EXTRACT TO READ -
[Start of Attachment]
Palantir Had No Policy On Social Media Data Collection Prior To 2015

The secretive data analysis company had only an “ad hoc” approach to handling social media data at the same time as others, such as Cambridge Analytica, relied on dodgy methods to collect user data.

The Silicon Valley data analysis firm Palantir Technologies lacked a comprehensive policy for handling social media data in 2014, when one of its employees helped Cambridge Analytica acquire private information on as many as 87 million Facebook users, BuzzFeed News has learned.

Palantir insiders felt that the company's "ad hoc" approach to handling social media data for customers in general was "becoming unworkable," a senior engineer said in an October 2014 memo not related to Cambridge Analytica. Palantir took steps to develop a social media data policy in early 2015, soliciting input from employees who'd worked on customer accounts involving the use of such data, an email from that time shows.

Palantir has said previously that its employee, Alfredas Chmieliauskas, advised the Cambridge Analytica team in "an entirely personal capacity" from 2013 to 2014, and that Cambridge Analytica was never a Palantir customer. There is no indication in the documents seen by BuzzFeed News that the push by Palantir to develop the social media policy had anything to do with Cambridge Analytica.

Rather, the push was tied to requests by Palantir's customers to mine social data during a time when Facebook’s restrictions on accessing and gathering data were much looser.

"Social media and social media data are very sexy now, and as the number of requests to use, ingest, or even collect social media data increases, we want to come up with a set of principles surrounding the usage of such data so that we can be consistent in dealing with these requests," a Palantir engineer specializing in data protection wrote to colleagues in the January 2015 memo.

Palantir spokesperson Lisa Gordon declined to comment.

Chmieliauskas suggested in May 2014 that the Cambridge Analytica team use a mobile app to gain the data it wanted, the New York Times reported last month. The subsequent collection of that data is at the heart of the privacy crisis Facebook now finds itself mired in.

In general, Silicon Valley took a more relaxed approach to social media data back in 2014. Facebook allowed third-party developers to gather information not only on the people who installed their apps but also on those people's friends — which was how a relatively tiny quiz app built by an academic was able to furnish Cambridge Analytica with data from tens of millions of Facebook accounts. Facebook killed that feature in 2015.

Palantir mines data for the likes of the FBI and the CIA, as well as major corporations such as JPMorgan Chase and the oil company BP. It has, for example, helped retail and consumer goods companies use their data to analyze shopper behavior, and helped banks use their data to catch fraudsters. In these examples, the data analyzed by Palantir was owned by the client; the use of social data is comparatively new for Palantir.
[End of Attachment]
WHAT TO DO -
a – Edit the part of the Palantir article that opens with the words containing "The secretive data" and closes with "collect user data.", replacing "dodgy methods" with "questionable methods".
b – According to the Palantir article, on as many as how many Facebook users did Cambridge Analytica acquire private information?
Use only the article about Palantir and social media data to answer.

SOURCE MATERIAL -
[Start of Attachment]
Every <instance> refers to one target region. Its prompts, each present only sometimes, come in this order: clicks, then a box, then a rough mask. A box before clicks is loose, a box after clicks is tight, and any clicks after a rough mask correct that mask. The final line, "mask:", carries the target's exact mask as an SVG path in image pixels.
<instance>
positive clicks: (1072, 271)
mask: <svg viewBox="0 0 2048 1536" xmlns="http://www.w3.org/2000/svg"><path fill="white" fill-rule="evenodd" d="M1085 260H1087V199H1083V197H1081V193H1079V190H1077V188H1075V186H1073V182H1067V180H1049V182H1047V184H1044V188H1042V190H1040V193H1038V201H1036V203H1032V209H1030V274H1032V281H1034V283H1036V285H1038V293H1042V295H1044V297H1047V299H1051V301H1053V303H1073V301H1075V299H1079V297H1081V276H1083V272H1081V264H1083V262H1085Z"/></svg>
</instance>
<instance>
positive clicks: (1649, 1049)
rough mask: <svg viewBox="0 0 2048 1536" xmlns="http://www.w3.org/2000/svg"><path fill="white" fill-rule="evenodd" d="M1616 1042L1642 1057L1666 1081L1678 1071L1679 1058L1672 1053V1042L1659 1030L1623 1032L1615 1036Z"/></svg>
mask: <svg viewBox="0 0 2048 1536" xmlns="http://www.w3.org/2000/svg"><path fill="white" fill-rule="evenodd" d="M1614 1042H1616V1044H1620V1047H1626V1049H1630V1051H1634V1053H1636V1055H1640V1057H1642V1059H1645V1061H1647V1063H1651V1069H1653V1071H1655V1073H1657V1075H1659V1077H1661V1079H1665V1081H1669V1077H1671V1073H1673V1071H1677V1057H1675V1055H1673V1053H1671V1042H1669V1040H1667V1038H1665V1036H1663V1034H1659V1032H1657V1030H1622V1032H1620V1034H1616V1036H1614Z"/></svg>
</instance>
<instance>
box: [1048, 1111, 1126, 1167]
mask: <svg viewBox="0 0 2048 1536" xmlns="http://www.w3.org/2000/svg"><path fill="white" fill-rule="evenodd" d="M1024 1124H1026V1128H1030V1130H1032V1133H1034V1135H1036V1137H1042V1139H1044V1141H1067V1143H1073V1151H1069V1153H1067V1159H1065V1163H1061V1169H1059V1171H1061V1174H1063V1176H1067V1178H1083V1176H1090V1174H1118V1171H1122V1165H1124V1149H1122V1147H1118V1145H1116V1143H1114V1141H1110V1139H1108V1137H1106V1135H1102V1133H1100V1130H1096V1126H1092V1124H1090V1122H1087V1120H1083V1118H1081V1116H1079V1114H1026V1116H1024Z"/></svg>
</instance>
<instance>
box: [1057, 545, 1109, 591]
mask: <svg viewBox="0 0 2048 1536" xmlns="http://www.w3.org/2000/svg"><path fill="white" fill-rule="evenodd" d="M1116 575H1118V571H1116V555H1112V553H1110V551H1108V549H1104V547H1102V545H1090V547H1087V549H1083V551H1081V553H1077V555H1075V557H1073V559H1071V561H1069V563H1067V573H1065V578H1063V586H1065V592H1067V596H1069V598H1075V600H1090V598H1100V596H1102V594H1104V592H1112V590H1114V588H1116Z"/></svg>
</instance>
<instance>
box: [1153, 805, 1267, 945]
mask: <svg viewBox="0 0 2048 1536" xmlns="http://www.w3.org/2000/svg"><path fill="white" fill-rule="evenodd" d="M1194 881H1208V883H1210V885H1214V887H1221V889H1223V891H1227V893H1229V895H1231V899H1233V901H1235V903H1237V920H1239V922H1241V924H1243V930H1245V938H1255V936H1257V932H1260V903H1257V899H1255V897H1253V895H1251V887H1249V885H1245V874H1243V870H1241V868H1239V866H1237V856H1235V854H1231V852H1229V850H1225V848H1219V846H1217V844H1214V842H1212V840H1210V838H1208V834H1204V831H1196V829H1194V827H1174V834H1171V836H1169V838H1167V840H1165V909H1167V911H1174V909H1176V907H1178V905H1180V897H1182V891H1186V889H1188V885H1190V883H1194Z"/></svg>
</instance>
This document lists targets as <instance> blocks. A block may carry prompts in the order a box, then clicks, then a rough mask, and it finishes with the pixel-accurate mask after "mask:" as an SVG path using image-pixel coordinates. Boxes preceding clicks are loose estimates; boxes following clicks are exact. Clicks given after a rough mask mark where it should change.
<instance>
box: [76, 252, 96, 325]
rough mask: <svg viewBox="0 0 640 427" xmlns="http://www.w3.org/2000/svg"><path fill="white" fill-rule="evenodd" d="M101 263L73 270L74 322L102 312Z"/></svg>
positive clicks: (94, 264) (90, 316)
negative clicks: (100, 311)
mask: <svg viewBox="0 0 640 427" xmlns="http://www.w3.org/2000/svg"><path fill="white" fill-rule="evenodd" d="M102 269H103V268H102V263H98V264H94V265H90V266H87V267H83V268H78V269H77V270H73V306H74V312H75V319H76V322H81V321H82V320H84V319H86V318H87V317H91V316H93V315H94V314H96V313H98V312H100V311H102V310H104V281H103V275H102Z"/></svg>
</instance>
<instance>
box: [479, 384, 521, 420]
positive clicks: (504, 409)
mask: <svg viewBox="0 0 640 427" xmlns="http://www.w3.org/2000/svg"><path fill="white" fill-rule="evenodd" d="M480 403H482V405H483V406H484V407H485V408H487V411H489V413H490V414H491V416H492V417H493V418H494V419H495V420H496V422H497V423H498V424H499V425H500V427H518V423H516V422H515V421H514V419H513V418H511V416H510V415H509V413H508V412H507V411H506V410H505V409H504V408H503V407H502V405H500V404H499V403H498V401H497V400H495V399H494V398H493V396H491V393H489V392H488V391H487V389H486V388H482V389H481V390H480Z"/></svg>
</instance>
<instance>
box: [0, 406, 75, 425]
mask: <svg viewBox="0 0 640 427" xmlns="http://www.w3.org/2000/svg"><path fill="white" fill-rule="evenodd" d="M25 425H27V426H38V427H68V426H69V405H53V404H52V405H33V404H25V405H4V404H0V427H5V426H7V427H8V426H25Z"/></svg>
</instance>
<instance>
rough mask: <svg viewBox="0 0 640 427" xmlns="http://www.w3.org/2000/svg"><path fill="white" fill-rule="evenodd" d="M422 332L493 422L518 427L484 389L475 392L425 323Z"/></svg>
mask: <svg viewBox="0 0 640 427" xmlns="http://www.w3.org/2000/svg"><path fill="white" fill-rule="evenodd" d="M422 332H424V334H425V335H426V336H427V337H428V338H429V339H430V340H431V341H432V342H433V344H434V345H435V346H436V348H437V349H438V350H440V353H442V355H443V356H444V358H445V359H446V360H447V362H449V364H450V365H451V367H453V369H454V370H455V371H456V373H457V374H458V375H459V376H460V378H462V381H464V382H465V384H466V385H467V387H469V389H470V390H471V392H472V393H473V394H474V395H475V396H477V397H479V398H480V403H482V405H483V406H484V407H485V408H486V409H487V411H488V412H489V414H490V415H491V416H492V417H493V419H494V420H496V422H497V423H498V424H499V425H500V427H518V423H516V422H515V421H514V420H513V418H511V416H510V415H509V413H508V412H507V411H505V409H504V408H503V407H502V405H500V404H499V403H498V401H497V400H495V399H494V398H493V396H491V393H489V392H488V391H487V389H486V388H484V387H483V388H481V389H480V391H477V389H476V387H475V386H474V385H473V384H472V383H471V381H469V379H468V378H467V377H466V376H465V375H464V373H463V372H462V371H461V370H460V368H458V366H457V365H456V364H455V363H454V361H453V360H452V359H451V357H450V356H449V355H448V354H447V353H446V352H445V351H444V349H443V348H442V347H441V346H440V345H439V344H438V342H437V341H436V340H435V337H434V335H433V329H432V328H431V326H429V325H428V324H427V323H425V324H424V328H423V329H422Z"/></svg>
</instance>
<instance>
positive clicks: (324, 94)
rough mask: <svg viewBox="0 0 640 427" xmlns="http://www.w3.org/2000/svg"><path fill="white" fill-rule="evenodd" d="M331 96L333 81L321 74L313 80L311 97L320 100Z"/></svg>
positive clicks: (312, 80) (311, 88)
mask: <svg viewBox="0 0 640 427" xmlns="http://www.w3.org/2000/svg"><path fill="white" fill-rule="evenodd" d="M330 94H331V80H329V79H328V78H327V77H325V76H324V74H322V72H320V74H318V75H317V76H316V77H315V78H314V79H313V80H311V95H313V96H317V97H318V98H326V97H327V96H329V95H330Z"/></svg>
[End of Attachment]
TASK SOLUTIONS -
a –
The secretive data analysis company had only an “ad hoc” approach to handling social media data at the same time as others, such as Cambridge Analytica, relied on questionable methods to collect user data.

b – As many as 87 million.